> [Items from a data source]

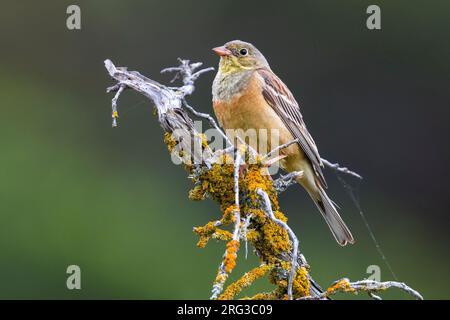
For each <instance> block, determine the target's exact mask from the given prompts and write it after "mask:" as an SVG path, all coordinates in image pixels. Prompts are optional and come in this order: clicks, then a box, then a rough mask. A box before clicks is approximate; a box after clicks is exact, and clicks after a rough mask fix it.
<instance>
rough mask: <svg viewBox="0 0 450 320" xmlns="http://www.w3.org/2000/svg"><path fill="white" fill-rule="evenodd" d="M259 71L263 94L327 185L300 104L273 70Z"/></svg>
mask: <svg viewBox="0 0 450 320" xmlns="http://www.w3.org/2000/svg"><path fill="white" fill-rule="evenodd" d="M257 72H258V74H259V75H260V76H261V78H262V81H263V85H262V94H263V96H264V98H265V99H266V101H267V103H268V104H269V105H270V106H271V107H272V108H273V110H274V111H275V113H276V114H277V115H278V116H279V117H280V118H281V120H282V121H283V123H284V124H285V125H286V127H287V128H288V129H289V131H290V132H291V134H292V135H293V136H294V138H296V139H298V144H299V145H300V147H301V148H302V150H303V152H304V153H305V154H306V156H307V157H308V159H309V161H310V162H311V164H312V166H313V168H314V171H315V173H316V175H317V177H318V178H319V181H320V182H321V184H322V186H324V187H326V186H327V183H326V181H325V177H324V176H323V172H322V167H323V164H322V160H321V158H320V155H319V151H318V150H317V146H316V143H315V142H314V140H313V138H312V137H311V135H310V134H309V132H308V129H306V125H305V123H304V121H303V116H302V114H301V112H300V106H299V105H298V103H297V101H296V100H295V98H294V96H293V95H292V93H291V91H289V89H288V87H287V86H286V85H285V84H284V83H283V82H282V81H281V80H280V79H279V78H278V77H277V76H276V75H275V74H274V73H273V72H272V71H270V70H268V69H258V70H257Z"/></svg>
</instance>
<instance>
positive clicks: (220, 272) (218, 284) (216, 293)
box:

> [ASSIGNED TASK]
Please print the entries above exactly. Skip every picture.

> [THE ANSWER]
For each <instance> block, determine the target's exact mask from the given prompts and write it after "mask:" as an SVG path, all coordinates in image pixels. Prompts are optional and come in this order: clicks, then a box, then a rough mask. A box before clicks is approximate; a box after clicks is exact, and clicks after a rough mask fix it.
<instance>
rough mask: <svg viewBox="0 0 450 320" xmlns="http://www.w3.org/2000/svg"><path fill="white" fill-rule="evenodd" d="M259 71L263 94L327 185L300 104L273 70Z"/></svg>
mask: <svg viewBox="0 0 450 320" xmlns="http://www.w3.org/2000/svg"><path fill="white" fill-rule="evenodd" d="M257 72H258V74H259V75H260V76H261V78H262V81H263V85H262V94H263V96H264V98H265V99H266V101H267V103H268V104H269V105H270V106H271V107H272V108H273V110H274V111H275V113H276V114H277V115H278V116H279V117H280V118H281V120H282V121H283V123H284V124H285V125H286V127H287V128H288V129H289V131H290V132H291V134H292V135H293V136H294V138H296V139H298V144H299V145H300V147H301V148H302V150H303V152H304V153H305V154H306V156H307V157H308V159H309V161H310V162H311V164H312V166H313V168H314V171H315V173H316V175H317V177H318V178H319V181H320V182H321V184H322V186H324V187H326V186H327V183H326V181H325V177H324V176H323V172H322V167H323V164H322V160H321V158H320V155H319V151H318V150H317V146H316V143H315V142H314V140H313V138H312V137H311V135H310V134H309V132H308V129H306V125H305V123H304V121H303V116H302V114H301V112H300V106H299V105H298V103H297V101H296V100H295V98H294V96H293V95H292V93H291V91H289V89H288V87H287V86H286V85H285V84H284V83H283V82H282V81H281V80H280V79H279V78H278V77H277V76H276V75H275V74H274V73H273V72H272V71H270V70H268V69H258V70H257Z"/></svg>
</instance>
<instance>
positive clicks: (220, 272) (218, 284) (216, 293)
box:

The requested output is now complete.